§ **Extrait du document**:
::::::

D'autres n'hésitent pas à le mettre au compte d'un prétendu
"manque d'intérêt" à l'égard du français
manifesté, selon eux, par les élèves ou leurs parents.
Il n'est point nécessaire de rappeler ici que la Croatie est un pays engagé
sur la voie de l'intégration européenne, un pays de surcroît
à forte vocation touristique, et en définitive un petit pays qui
se doit, plus que d'autres, de développer à temps et de diversifier
ses propres capacités de communiquer avec le reste du monde. Ces trois
points justifient à eux seuls largement tous les efforts que l'on voudra
bien consentir en vue d'étendre et de généraliser l'enseignement
des langues étrangères, tout en se donnant en la matière
les moyens d'une véritable politique, en vue d'établir une pondération
souhaitable et raisonnée de l'enseignement des principales langues européennes.

::::::

§ **Annotations de position**:
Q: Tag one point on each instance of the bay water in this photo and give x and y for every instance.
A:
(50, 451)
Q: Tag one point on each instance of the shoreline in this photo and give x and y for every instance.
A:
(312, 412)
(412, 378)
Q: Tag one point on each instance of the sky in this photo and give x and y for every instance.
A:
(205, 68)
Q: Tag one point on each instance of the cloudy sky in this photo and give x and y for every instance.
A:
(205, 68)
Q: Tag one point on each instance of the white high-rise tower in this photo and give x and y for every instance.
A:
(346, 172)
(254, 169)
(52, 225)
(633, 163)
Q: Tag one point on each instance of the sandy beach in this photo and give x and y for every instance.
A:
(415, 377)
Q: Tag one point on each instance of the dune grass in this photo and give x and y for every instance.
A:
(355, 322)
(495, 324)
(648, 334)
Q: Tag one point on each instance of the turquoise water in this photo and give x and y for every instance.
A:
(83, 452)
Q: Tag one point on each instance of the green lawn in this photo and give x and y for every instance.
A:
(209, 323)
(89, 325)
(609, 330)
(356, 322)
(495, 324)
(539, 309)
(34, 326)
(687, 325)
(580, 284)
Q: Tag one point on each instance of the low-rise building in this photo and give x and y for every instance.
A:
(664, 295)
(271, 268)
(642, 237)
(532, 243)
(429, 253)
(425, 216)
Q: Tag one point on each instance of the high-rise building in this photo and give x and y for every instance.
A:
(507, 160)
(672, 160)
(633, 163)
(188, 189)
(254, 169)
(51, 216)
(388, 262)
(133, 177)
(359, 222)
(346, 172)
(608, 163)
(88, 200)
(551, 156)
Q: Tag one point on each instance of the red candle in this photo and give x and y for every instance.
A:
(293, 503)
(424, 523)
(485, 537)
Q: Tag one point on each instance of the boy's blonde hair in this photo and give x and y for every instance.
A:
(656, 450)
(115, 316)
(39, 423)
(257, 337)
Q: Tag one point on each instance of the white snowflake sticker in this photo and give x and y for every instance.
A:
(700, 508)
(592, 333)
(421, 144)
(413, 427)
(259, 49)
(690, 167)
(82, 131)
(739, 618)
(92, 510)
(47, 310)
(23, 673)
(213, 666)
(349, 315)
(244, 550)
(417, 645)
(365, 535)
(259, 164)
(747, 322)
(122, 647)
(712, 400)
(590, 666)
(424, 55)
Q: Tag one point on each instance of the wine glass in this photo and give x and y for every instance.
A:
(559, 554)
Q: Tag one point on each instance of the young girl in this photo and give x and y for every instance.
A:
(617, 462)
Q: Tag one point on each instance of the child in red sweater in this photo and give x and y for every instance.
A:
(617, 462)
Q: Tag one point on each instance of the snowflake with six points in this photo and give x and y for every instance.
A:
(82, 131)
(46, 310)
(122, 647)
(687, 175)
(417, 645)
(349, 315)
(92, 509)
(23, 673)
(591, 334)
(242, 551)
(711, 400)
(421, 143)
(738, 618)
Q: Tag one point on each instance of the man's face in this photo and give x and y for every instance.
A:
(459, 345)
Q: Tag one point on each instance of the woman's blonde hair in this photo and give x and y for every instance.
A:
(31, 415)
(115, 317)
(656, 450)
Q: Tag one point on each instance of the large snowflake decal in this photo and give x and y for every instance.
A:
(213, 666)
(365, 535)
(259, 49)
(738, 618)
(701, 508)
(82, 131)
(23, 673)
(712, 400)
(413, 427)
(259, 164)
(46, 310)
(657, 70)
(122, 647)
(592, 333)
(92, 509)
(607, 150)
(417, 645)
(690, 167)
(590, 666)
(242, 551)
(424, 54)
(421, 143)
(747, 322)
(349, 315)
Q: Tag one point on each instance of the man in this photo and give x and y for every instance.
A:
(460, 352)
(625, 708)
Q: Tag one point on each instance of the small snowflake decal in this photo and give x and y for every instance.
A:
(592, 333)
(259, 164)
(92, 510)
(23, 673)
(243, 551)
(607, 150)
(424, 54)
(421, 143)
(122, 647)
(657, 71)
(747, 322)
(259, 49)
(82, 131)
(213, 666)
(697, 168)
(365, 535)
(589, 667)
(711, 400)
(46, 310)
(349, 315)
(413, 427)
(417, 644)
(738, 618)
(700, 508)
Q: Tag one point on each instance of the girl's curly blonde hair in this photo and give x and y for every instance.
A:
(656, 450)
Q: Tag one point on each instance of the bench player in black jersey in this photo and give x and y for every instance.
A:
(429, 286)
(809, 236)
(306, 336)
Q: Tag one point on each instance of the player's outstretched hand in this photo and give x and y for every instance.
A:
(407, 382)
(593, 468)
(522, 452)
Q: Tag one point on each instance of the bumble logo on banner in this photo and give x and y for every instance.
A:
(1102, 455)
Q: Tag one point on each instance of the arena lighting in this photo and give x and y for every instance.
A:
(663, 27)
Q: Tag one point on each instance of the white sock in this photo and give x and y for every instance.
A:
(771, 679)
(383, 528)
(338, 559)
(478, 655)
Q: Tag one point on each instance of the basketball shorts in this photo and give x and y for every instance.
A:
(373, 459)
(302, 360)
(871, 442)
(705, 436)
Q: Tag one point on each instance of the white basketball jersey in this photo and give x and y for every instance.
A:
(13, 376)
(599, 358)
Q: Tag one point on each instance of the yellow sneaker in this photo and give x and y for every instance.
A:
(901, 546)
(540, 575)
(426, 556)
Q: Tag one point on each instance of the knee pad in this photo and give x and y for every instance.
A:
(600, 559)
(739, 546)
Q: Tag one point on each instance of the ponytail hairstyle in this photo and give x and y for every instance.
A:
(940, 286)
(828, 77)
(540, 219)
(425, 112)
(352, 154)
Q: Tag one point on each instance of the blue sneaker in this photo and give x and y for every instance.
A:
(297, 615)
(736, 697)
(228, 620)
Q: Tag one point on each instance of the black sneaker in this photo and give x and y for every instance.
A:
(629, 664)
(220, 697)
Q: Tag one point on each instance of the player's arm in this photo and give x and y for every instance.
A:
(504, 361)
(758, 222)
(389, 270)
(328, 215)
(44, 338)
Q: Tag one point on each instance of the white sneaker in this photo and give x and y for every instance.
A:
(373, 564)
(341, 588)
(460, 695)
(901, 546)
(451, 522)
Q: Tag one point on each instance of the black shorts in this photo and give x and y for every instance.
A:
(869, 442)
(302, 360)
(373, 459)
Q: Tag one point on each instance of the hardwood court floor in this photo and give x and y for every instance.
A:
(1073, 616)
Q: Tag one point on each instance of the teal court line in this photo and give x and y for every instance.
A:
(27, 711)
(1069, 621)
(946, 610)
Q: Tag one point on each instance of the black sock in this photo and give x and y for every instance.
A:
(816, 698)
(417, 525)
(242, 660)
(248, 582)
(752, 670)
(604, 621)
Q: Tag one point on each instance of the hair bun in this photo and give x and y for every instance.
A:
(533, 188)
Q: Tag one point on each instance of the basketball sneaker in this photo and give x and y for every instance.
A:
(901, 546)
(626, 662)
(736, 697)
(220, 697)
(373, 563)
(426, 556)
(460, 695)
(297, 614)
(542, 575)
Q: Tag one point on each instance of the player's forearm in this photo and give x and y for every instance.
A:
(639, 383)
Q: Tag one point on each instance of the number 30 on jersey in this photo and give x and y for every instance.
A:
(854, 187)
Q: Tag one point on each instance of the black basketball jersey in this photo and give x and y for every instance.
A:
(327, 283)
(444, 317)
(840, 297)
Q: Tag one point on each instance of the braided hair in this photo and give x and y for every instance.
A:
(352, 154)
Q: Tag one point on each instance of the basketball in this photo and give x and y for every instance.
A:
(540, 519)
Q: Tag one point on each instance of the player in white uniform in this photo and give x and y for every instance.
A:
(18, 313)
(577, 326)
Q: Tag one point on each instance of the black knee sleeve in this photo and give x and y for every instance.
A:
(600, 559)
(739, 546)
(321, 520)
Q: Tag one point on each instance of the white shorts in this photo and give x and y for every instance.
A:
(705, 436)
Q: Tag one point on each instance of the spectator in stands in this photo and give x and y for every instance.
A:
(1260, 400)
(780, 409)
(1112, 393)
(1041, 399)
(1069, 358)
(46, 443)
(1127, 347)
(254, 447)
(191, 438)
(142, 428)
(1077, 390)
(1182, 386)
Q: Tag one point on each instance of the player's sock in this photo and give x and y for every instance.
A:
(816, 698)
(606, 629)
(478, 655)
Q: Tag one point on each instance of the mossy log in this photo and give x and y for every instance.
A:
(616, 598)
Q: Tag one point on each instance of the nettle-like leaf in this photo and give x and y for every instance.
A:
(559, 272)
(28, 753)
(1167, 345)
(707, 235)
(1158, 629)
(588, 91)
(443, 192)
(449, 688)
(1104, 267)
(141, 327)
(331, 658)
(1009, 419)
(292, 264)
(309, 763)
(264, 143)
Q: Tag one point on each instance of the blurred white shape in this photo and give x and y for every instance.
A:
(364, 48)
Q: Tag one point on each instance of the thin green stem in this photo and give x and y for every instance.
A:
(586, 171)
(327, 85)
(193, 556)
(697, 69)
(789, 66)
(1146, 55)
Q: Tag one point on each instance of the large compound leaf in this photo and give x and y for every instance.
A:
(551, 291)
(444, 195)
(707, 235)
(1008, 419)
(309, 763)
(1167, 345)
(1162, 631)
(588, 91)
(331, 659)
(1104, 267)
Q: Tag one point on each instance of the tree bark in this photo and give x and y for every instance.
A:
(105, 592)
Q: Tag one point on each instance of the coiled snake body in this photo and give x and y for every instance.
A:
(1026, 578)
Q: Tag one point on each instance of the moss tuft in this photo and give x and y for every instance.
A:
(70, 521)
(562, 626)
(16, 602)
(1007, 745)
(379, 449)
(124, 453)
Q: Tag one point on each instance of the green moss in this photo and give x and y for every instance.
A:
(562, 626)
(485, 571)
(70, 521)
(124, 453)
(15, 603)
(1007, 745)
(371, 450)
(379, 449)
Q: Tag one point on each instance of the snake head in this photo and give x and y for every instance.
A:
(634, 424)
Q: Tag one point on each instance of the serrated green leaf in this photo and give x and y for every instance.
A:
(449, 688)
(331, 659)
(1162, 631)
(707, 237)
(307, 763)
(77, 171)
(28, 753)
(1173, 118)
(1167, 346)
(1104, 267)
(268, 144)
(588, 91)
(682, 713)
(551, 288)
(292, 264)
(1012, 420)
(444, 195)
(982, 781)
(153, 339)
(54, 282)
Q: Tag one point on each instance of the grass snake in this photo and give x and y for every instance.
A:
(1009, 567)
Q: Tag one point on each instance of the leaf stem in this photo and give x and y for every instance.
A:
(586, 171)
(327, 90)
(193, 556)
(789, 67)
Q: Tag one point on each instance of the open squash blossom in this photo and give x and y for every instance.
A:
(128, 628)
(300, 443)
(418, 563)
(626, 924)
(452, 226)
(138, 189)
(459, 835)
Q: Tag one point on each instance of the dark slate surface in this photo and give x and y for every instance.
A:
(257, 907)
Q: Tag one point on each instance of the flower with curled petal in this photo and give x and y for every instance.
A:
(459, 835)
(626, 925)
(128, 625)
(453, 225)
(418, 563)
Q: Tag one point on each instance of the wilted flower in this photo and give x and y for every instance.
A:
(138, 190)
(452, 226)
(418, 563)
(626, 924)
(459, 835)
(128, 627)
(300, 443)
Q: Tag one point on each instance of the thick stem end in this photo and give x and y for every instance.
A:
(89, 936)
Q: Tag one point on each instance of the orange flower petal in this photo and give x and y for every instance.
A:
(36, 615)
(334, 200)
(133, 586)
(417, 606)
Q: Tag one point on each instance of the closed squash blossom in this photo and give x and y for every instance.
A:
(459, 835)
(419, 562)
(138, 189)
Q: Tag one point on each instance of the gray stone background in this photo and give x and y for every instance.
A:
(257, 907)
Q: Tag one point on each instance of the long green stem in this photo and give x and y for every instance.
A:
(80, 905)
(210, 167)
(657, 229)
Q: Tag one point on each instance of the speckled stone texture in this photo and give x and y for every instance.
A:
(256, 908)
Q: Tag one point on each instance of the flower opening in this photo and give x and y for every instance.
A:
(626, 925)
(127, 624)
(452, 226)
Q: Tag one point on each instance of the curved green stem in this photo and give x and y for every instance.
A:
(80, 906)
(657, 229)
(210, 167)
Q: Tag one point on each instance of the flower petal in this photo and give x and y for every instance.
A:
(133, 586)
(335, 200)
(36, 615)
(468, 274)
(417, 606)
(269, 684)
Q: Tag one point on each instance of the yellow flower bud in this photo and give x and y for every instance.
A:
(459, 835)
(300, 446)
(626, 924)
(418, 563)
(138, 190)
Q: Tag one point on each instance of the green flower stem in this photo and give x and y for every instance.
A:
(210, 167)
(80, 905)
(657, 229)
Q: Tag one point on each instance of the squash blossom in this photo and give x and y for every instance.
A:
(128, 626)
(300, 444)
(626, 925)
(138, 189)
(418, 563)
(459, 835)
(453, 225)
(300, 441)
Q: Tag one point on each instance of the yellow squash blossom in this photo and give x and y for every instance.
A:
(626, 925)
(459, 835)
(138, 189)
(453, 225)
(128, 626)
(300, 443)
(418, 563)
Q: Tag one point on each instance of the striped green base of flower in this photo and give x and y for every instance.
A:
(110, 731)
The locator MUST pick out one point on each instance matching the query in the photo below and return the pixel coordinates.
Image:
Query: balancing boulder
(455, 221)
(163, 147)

::::::

§ **Exercices à réaliser**:
a) Traduisez en anglais la phrase suivante du passage sur l'enseignement des langues en Croatie : « Il n'est point nécessaire de rappeler ici que la Croatie est un pays engagé sur la voie de l'intégration européenne, un pays de surcroît à forte vocation touristique, et en définitive un petit pays qui se doit, plus que d'autres, de développer à temps et de diversifier ses propres capacités de communiquer avec le reste du monde. »
b) Répondez brièvement aux questions suivantes sur le passage sur l'enseignement des langues en Croatie.
(i) Qui aurait manifesté le prétendu « manque d'intérêt » à l'égard du français ?
(ii) Sur quelle voie la Croatie est-elle engagée ?
(iii) De quel enseignement cherche-t-on à établir une pondération souhaitable et raisonnée ?
c) Écrivez la suite du passage sur l'enseignement des langues en Croatie, à partir de sa dernière phrase.
La liste n'a aucun rôle dans ce travail.

§ **Réponses rédigées**:
a) There is no need to recall here that Croatia is a country committed to the path of European integration, a country, moreover, with a strong focus on tourism, and ultimately a small country that must, more than others, develop in good time and diversify its own capacity to communicate with the rest of the world.

b)
(i) Les élèves ou leurs parents.
(ii) La voie de l'intégration européenne.
(iii) L'enseignement des principales langues européennes.

c)
Diversité culturelle
Si nul
ne saurait sérieusement contester la suprématie actuelle de l'anglais
dans le monde, c'est évidemment sur la place de la deuxième langue
vivante, dont l'enseignement devrait être aussi précoce que possible,
qu'il nous faut trouver une solution convenable pour le français.
L'enseignement
du français, dont le taux d'enseignement était au milieu des années
80 de 9 %, a aujourd'hui chuté à 2,5 %.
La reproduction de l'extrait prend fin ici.